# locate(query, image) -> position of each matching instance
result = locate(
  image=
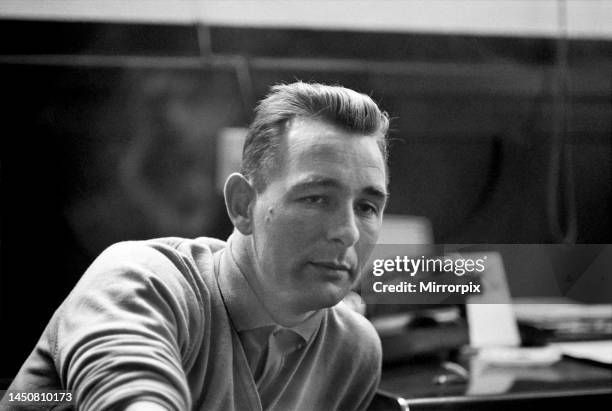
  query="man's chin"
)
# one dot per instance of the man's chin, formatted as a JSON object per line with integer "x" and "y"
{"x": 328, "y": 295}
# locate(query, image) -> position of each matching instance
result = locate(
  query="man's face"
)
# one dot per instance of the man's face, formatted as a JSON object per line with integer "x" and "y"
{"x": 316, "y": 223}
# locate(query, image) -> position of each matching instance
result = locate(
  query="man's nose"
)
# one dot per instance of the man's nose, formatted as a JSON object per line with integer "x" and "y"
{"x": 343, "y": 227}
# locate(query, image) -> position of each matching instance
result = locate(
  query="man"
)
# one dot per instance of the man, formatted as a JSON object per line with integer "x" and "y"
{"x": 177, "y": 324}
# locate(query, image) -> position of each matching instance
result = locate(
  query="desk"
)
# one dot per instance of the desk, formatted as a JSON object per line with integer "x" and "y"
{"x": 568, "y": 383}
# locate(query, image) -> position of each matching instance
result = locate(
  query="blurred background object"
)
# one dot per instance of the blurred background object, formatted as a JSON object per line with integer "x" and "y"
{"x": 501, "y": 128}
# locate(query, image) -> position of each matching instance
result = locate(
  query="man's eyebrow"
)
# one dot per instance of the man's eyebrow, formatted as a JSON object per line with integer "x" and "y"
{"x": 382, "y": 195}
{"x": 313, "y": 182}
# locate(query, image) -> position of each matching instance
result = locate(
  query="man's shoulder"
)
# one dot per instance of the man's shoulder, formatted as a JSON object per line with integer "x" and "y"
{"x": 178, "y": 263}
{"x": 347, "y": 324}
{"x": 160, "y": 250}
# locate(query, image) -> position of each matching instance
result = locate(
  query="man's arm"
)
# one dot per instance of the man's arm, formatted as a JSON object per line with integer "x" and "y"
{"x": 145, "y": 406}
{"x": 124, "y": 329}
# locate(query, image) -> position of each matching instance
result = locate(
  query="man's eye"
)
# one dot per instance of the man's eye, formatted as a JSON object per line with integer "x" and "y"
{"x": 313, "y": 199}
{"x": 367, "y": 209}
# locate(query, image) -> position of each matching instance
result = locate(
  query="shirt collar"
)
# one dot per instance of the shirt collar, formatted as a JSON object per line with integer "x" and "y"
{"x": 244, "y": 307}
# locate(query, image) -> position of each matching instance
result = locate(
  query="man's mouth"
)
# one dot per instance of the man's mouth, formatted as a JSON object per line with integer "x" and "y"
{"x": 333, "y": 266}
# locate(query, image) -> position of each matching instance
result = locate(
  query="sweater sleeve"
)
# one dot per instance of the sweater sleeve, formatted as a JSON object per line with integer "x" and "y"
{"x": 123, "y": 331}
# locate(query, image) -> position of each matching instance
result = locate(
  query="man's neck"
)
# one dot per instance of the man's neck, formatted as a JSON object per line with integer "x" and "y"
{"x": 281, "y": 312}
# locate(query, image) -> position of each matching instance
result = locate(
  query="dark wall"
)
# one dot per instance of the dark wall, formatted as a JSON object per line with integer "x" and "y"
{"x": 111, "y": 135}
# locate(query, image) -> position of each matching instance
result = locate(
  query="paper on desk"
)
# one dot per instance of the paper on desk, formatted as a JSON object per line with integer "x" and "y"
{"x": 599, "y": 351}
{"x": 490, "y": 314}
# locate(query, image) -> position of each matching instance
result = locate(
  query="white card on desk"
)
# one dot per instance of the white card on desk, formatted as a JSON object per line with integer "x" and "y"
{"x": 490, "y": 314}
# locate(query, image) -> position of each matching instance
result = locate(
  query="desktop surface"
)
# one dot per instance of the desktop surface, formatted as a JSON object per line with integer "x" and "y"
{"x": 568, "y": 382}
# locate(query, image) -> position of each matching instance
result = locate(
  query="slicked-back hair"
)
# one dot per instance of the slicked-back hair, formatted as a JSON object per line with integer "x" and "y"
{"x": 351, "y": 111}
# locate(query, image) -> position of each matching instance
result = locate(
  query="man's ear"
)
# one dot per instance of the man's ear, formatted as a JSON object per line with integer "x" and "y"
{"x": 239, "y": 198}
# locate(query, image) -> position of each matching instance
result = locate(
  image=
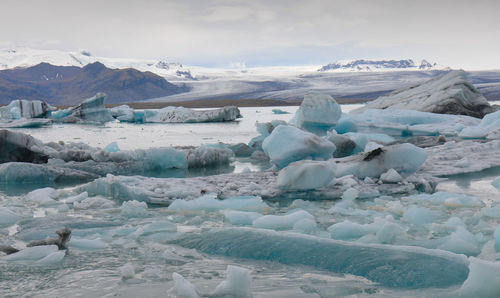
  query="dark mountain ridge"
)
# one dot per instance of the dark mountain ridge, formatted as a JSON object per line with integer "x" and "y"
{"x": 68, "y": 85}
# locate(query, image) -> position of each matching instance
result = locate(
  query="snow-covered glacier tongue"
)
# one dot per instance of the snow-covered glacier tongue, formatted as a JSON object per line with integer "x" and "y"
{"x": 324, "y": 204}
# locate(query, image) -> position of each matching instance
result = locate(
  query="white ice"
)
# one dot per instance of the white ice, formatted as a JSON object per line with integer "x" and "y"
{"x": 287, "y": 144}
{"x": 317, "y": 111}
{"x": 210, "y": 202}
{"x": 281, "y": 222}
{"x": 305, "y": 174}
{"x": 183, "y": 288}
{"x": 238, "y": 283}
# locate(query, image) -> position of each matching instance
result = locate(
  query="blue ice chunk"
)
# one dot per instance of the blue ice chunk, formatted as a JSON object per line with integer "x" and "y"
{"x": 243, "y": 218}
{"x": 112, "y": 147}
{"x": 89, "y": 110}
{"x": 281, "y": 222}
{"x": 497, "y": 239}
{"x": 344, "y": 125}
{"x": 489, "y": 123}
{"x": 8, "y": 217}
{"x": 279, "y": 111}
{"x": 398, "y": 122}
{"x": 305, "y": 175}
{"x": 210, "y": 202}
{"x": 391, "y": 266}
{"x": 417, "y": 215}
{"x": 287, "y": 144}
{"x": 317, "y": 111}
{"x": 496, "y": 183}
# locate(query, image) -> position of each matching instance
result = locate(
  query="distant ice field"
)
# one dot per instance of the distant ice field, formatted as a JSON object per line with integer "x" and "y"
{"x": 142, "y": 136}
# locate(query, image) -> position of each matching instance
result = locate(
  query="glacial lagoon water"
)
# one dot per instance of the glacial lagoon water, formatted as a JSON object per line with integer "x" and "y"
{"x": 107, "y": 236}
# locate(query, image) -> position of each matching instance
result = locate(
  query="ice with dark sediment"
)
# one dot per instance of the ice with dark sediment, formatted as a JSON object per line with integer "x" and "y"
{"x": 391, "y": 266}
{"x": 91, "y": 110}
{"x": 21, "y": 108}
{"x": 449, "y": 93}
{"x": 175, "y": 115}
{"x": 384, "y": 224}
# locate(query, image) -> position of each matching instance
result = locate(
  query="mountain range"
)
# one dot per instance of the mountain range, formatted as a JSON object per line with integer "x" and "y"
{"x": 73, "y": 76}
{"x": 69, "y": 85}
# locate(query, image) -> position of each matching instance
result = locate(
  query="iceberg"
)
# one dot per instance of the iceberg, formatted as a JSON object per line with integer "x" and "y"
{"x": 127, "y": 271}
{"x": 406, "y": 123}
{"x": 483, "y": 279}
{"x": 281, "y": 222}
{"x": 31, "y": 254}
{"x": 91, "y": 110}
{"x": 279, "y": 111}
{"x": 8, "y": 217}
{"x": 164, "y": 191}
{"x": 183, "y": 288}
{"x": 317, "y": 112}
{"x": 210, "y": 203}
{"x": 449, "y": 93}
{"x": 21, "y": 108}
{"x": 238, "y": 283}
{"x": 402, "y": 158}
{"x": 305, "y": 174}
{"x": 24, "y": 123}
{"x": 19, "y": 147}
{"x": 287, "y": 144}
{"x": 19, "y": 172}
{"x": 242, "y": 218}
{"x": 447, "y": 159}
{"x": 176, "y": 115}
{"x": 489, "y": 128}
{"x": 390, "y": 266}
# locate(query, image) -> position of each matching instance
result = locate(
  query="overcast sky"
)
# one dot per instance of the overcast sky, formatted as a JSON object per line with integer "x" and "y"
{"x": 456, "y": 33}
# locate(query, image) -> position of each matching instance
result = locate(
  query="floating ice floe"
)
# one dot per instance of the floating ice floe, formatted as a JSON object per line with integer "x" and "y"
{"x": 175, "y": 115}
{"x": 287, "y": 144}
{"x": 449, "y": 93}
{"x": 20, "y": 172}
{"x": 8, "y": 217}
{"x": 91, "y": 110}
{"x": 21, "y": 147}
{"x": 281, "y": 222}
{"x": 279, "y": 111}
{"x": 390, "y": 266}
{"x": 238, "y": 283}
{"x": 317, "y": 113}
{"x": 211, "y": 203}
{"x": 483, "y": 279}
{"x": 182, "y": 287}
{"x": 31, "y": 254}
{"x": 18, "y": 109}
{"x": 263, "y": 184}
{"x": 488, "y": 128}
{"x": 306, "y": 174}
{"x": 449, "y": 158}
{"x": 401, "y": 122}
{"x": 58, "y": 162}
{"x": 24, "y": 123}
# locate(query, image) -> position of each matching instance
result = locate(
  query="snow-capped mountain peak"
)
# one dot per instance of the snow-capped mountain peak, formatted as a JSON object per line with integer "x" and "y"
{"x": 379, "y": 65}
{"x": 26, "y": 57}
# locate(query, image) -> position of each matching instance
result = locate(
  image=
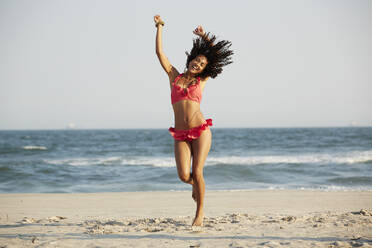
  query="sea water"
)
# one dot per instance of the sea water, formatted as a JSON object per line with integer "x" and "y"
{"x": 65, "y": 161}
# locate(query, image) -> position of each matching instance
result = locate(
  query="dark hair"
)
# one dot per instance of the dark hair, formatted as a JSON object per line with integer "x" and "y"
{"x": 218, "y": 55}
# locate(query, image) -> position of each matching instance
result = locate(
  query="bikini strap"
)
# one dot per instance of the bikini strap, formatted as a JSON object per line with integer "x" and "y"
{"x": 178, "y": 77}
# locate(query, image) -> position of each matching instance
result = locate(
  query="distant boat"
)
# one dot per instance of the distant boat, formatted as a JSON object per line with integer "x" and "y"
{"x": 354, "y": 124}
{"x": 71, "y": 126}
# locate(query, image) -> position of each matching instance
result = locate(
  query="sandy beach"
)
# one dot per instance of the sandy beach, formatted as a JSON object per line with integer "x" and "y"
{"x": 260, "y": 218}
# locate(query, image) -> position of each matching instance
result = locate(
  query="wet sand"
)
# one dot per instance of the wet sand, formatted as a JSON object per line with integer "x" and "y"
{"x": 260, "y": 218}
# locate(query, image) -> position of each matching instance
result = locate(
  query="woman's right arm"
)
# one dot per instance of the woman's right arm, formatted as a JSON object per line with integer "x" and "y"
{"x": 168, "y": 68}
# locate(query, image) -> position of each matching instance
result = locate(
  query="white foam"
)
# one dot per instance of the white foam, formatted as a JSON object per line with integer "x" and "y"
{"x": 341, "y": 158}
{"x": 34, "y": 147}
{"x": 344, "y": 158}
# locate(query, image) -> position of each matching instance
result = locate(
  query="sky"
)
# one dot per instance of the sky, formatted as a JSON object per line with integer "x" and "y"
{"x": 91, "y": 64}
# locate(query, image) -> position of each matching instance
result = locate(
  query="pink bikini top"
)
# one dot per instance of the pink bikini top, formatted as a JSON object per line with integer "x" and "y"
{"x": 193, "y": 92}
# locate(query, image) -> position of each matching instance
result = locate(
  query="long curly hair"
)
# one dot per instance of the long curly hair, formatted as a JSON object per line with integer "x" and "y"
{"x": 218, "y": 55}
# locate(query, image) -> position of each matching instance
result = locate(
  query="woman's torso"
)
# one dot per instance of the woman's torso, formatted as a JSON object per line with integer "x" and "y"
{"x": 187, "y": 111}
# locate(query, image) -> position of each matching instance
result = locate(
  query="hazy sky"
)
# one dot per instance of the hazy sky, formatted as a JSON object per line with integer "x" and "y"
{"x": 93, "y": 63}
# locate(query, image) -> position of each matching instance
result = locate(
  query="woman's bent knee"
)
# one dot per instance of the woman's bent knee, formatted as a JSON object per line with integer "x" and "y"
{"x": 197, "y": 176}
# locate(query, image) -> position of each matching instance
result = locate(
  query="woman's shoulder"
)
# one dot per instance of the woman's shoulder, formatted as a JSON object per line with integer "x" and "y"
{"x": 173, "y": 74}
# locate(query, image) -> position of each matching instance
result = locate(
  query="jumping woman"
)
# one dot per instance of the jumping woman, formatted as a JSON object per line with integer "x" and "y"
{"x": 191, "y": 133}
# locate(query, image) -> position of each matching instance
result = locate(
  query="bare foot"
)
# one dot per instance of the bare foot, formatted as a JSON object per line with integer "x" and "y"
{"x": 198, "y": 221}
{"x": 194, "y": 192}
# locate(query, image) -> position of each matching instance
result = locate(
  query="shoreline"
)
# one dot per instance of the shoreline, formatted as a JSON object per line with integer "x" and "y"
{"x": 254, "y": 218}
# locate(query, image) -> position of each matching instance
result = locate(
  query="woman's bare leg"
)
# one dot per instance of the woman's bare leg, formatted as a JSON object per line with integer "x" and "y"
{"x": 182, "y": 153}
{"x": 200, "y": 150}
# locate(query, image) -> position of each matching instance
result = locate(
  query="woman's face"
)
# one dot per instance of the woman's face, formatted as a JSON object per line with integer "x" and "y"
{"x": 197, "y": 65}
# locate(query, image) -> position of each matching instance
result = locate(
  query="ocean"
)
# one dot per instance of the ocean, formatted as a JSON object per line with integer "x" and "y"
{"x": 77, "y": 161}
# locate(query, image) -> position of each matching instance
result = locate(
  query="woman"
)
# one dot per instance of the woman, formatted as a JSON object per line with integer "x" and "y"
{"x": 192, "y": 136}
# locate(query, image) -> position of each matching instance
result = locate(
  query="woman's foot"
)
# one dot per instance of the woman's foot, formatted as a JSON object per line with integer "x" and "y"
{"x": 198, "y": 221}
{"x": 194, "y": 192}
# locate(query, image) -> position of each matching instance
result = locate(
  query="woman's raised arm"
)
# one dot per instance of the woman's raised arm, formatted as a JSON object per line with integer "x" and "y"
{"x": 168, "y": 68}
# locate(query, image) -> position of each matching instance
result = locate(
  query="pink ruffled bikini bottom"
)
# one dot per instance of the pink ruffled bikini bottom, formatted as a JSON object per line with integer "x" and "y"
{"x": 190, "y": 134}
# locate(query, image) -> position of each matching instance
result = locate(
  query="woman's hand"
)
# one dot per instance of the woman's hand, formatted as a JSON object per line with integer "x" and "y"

#### [STATED GOAL]
Pull out every line in the records above that contains the word "dark", and copy each one in full.

#### [SOLUTION TO THIS TASK]
  query="dark wall"
# one dot per instance of the dark wall, formatted as a JSON object per line with integer "x" and "y"
  query="dark mountain ridge"
# one dot per instance of the dark mountain ridge, formatted as a JSON object per line with integer "x" and "y"
  query="ice with dark sediment"
# one dot per instance of the ice with dark sediment, formatted as a JSON object per line with integer "x" and "y"
  query="dark hair"
# one dot per instance of the dark hair, formatted as a JSON object per line with integer "x" and "y"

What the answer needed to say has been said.